Please output the records from the line containing "Could you kindly point to the spectator" through the end of the records, both ends included, as a numbered list with blank lines omitted.
_ _ _
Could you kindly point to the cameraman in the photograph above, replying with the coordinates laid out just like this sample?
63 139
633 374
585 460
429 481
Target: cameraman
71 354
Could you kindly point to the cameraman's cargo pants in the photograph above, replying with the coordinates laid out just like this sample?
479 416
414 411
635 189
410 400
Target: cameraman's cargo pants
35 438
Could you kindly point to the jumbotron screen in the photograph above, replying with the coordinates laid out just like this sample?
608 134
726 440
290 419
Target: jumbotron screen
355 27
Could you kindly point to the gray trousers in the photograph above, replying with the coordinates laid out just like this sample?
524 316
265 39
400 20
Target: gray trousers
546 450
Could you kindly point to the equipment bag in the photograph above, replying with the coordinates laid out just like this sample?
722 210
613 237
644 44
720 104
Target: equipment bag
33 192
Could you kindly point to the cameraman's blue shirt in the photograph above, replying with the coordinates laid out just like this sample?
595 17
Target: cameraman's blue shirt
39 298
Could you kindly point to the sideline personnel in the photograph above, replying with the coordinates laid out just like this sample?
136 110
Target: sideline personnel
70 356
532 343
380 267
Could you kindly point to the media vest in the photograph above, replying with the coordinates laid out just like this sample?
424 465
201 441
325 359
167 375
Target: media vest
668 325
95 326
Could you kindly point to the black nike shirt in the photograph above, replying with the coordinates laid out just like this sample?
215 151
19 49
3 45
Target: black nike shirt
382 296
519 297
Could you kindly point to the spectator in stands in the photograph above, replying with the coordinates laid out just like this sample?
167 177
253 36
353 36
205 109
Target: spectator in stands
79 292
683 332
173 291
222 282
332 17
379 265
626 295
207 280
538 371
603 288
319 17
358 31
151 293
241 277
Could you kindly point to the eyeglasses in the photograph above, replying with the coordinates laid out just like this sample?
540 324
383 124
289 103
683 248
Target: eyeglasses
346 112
_ _ _
• Full solution:
1. Could you kindly point to the spectator in stands in the photograph above, replying with the coordinates laid out just like this sample?
2. 167 177
3. 253 36
4. 353 36
5. 205 109
6. Target: spectator in stands
7. 79 292
8. 683 332
9. 173 291
10. 222 282
11. 332 17
12. 379 265
13. 626 295
14. 207 280
15. 538 371
16. 603 288
17. 319 17
18. 358 31
19. 151 293
20. 241 277
21. Could you kindly point to the eyeglasses in the photograph above, replying with the coordinates laid out just like this sample?
22. 540 324
23. 383 124
24. 289 103
25. 683 248
26. Target: eyeglasses
27. 346 112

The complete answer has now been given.